● Aufgabe 1
Seit welchem Jahr spielt der Klub laut dem Artikel über Hannover 96 wieder erstklassig?

● Textblock
KRISE Hannover 96 hinkt seinen Ansprüchen weit hinterher. Zudem zanken sich die Ultras und der Präsident. Vor dem Spiel gegen die Bayern versucht der Verein mit einem offenen Brief die Stimmung aufzubessern

„Druck ist bei mir gut aufgehoben. Um ihn kümmere ich mich, er ist mein ständiger Begleiter“

TRAINER TAYFUN KORKUT

AUS HANNOVER FRANK HELLMANN

Schon zu Jahresbeginn hat man in Hannover Einblicke in die Welt der Extreme bekommen. Als man das Trainingslager an der Türkischen Riviera bezog, herrschte am ersten Tag eisige Kälte, der Wind peitschte durch die Hotelanlagen, der Regen prasselte unaufhörlich. Doch alsbald verzog sich das Orkantief aus der Mittelmeerregion, der Himmel riss auf, die Temperaturen kletterten unverhofft in sehr angenehme Höhen.

Die meteorologischen Launen stehen derzeit sinnbildlich für die latente Wankelmütigkeit dieses Bundesligisten, bei dem vor dem Gastspiel des FC Bayern (Samstag, 15.30 Uhr) fast schon Endzeitstimmung herrscht: So finster sind die Prognosen, so düster die Perspektiven, dass die Klubführung einen offenen Brief verschickt hat. „Wir haben die Situation, die es in dieser Form noch nicht gegeben hat und die ganz sicher niemand so haben wollte, unterschätzt und uns von der öffentlichen Diskussion treiben lassen.“ Der seit 2002 wieder erstklassige Klub habe sich vom Wesentlichen abbringen lassen und versichert nun in Schriftform, dass „wir uns tatsächlich auf das Spiel gegen Bayern München freuen“. Gemeint ist damit wohl unter anderem das derzeit für viel Unruhe sorgende Zerwürfnis zwischen Präsident Michael Kind und den Ultra-Fans des Vereins. Zudem erfolgt der Hinweis, dass „viele Traditionsvereine, die in den unteren Ligen spielen, gerne mit uns tauschen würden.“ Hilft also das Schicksal von Hansa Rostock und Dynamo Dresden, Rot-Weiss Essen oder Kickers Offenbach als Mutmacher? Eine skurrile Argumentation.

● Aufgabe 2
Liste jede der folgenden Zeilen auf, in der die Zeichenfolge „garage“ vorkommt. Groß- und Kleinschreibung zählt.

● Bereitgestellte Daten

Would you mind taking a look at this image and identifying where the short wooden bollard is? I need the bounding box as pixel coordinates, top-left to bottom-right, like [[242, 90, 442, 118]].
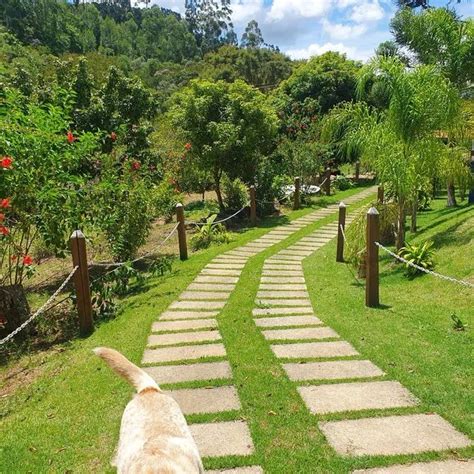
[[365, 207, 379, 308], [336, 202, 346, 262], [69, 230, 94, 335], [324, 168, 331, 196], [377, 186, 385, 204], [293, 176, 301, 210], [176, 204, 188, 260], [250, 186, 257, 227]]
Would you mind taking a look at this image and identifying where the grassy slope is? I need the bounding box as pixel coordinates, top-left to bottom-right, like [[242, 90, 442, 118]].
[[0, 185, 366, 473]]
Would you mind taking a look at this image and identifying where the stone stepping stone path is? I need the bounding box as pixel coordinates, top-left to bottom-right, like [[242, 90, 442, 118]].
[[135, 185, 380, 474], [253, 199, 474, 474]]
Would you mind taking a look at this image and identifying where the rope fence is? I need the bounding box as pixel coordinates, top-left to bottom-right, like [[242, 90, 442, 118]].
[[0, 265, 79, 346]]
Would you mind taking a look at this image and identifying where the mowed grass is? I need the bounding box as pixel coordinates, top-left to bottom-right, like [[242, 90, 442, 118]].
[[0, 188, 370, 473]]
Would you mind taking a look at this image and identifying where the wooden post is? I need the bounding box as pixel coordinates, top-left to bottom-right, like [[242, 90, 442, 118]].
[[336, 202, 346, 262], [377, 184, 385, 204], [250, 186, 257, 227], [176, 203, 188, 260], [69, 230, 94, 336], [365, 207, 379, 308], [324, 168, 331, 196], [293, 176, 301, 210]]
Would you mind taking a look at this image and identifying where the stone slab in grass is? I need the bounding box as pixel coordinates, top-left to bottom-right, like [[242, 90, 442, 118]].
[[179, 291, 231, 300], [353, 459, 474, 474], [170, 301, 226, 309], [151, 319, 217, 332], [200, 268, 242, 276], [319, 414, 471, 456], [206, 466, 263, 474], [254, 316, 322, 326], [260, 275, 305, 284], [144, 361, 232, 384], [271, 341, 359, 359], [167, 387, 240, 415], [189, 421, 254, 458], [259, 283, 306, 291], [263, 327, 339, 341], [147, 330, 222, 347], [298, 380, 418, 414], [257, 289, 309, 298], [283, 360, 384, 381], [252, 306, 313, 316], [188, 283, 235, 292], [194, 275, 239, 284], [160, 311, 219, 321], [143, 343, 225, 364], [257, 298, 311, 307]]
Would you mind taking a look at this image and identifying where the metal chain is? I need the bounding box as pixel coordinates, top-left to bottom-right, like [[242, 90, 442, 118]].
[[375, 242, 474, 288], [0, 266, 79, 346], [185, 203, 250, 226]]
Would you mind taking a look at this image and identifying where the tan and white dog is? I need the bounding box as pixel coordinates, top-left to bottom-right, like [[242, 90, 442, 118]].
[[94, 347, 204, 474]]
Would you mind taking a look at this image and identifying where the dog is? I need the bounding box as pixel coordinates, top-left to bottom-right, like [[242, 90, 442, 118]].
[[93, 347, 204, 474]]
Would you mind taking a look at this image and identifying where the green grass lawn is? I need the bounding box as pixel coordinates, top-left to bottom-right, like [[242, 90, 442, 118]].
[[0, 188, 370, 473]]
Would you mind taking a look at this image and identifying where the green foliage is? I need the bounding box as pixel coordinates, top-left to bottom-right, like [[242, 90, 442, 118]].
[[190, 214, 231, 250], [399, 240, 434, 278], [222, 175, 249, 211]]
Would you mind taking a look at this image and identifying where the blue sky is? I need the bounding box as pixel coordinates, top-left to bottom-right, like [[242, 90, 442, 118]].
[[153, 0, 474, 60]]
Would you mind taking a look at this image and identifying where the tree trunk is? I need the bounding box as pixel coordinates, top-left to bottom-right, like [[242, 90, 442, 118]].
[[396, 200, 405, 250], [410, 197, 418, 232], [447, 181, 458, 207]]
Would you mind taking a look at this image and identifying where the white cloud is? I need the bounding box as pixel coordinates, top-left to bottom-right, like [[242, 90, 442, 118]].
[[268, 0, 332, 21], [322, 19, 367, 40], [350, 0, 384, 23]]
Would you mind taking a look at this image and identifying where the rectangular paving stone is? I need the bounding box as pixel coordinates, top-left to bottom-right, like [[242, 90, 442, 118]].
[[179, 291, 231, 300], [283, 360, 384, 381], [270, 341, 359, 359], [254, 316, 322, 326], [298, 380, 418, 414], [143, 343, 225, 364], [147, 331, 222, 347], [319, 414, 471, 456], [259, 283, 306, 291], [170, 301, 226, 309], [166, 387, 240, 415], [144, 361, 232, 384], [151, 319, 217, 332], [252, 306, 313, 316], [188, 283, 235, 292], [257, 290, 309, 298], [189, 421, 254, 458], [160, 311, 219, 321], [194, 275, 239, 284], [353, 459, 474, 474], [200, 268, 242, 276], [263, 327, 339, 341], [260, 275, 305, 284], [257, 298, 311, 307]]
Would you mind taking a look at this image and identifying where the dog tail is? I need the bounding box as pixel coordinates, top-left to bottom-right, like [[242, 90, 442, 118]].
[[93, 347, 161, 393]]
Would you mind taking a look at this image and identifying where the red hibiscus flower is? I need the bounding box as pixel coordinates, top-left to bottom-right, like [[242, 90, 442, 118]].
[[0, 156, 13, 168]]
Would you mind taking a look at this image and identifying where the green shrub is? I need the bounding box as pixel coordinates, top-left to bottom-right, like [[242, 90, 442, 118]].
[[190, 214, 230, 250], [222, 176, 249, 211], [153, 179, 183, 221], [398, 240, 434, 278]]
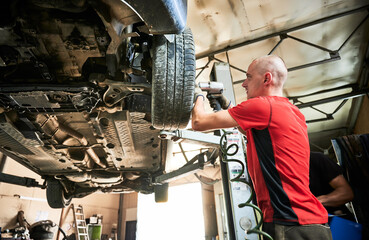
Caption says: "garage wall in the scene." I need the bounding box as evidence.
[0,158,119,239]
[120,192,138,240]
[354,96,369,134]
[0,158,60,229]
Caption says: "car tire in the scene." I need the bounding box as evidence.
[154,183,169,203]
[46,179,72,208]
[151,28,196,130]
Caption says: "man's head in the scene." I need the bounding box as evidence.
[242,55,287,99]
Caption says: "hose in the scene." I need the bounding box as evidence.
[219,130,273,240]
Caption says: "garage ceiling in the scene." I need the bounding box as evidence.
[187,0,369,150]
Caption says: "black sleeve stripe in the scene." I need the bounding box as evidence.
[252,128,298,222]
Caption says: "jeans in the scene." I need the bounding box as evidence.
[263,223,332,240]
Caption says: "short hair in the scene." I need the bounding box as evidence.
[253,55,288,87]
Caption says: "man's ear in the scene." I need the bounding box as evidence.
[264,72,272,84]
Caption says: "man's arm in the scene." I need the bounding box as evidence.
[192,97,238,131]
[317,174,354,207]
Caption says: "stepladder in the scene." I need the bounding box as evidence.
[72,204,89,240]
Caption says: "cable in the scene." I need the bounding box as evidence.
[178,143,219,185]
[219,130,273,240]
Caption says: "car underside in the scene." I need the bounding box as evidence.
[0,0,195,207]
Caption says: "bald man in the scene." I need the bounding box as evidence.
[192,56,332,240]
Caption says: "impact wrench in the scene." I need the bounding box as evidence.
[198,82,228,111]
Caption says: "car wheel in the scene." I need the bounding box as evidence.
[154,183,169,203]
[151,28,196,130]
[46,179,72,208]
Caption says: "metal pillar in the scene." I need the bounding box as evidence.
[210,63,258,240]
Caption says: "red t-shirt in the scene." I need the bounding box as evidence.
[228,96,328,225]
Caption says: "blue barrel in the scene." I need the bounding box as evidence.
[329,216,363,240]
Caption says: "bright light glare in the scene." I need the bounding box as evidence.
[136,183,205,240]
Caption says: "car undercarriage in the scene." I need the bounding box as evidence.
[0,0,195,208]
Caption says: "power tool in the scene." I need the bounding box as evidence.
[198,82,224,111]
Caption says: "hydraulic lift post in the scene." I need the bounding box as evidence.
[210,62,259,240]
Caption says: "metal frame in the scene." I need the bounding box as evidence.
[0,173,46,189]
[196,5,369,123]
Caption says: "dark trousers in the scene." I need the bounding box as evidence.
[263,223,332,240]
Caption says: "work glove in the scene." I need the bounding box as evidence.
[193,84,205,103]
[206,93,231,110]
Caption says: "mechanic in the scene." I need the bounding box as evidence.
[310,152,354,221]
[192,55,332,240]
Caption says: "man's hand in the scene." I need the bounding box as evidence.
[193,84,205,103]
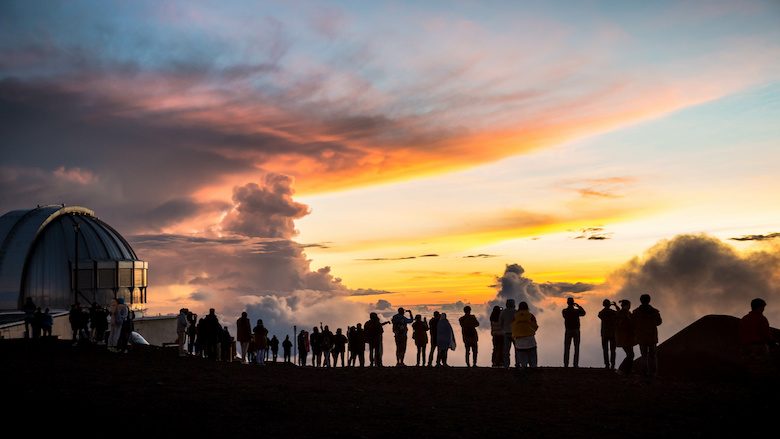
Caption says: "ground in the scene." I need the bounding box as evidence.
[0,340,780,438]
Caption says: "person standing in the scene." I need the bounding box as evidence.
[391,308,414,367]
[428,311,441,367]
[363,312,384,367]
[282,335,292,363]
[253,319,268,366]
[599,299,619,370]
[739,299,776,369]
[458,306,479,367]
[561,297,585,367]
[412,314,430,366]
[176,308,189,357]
[22,297,36,338]
[512,302,539,372]
[490,305,504,367]
[236,312,252,363]
[615,300,636,375]
[436,313,455,367]
[498,299,517,369]
[631,294,661,377]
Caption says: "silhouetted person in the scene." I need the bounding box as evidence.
[490,305,504,367]
[458,306,479,367]
[236,312,252,363]
[349,323,366,367]
[561,297,585,367]
[498,299,517,369]
[428,311,441,367]
[436,313,455,367]
[309,326,322,367]
[333,328,347,367]
[268,335,279,363]
[599,299,619,369]
[22,297,36,338]
[298,329,309,366]
[631,294,661,376]
[512,302,539,371]
[615,300,636,375]
[412,314,430,366]
[253,319,268,366]
[739,299,776,369]
[363,312,384,367]
[391,308,414,366]
[177,310,189,357]
[282,335,292,363]
[320,323,333,367]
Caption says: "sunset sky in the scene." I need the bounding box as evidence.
[0,0,780,366]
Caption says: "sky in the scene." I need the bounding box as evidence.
[0,0,780,366]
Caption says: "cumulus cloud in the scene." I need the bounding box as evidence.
[607,234,780,337]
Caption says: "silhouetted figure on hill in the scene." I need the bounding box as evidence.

● Vollständige Ausgabe 1
Seit 2002.

● Vollständige Ausgabe 2
Caption says: "garage wall in the scene." I need the bounding box as evidence.
Caption says: "garage ceiling in the scene." I need the bounding box as evidence.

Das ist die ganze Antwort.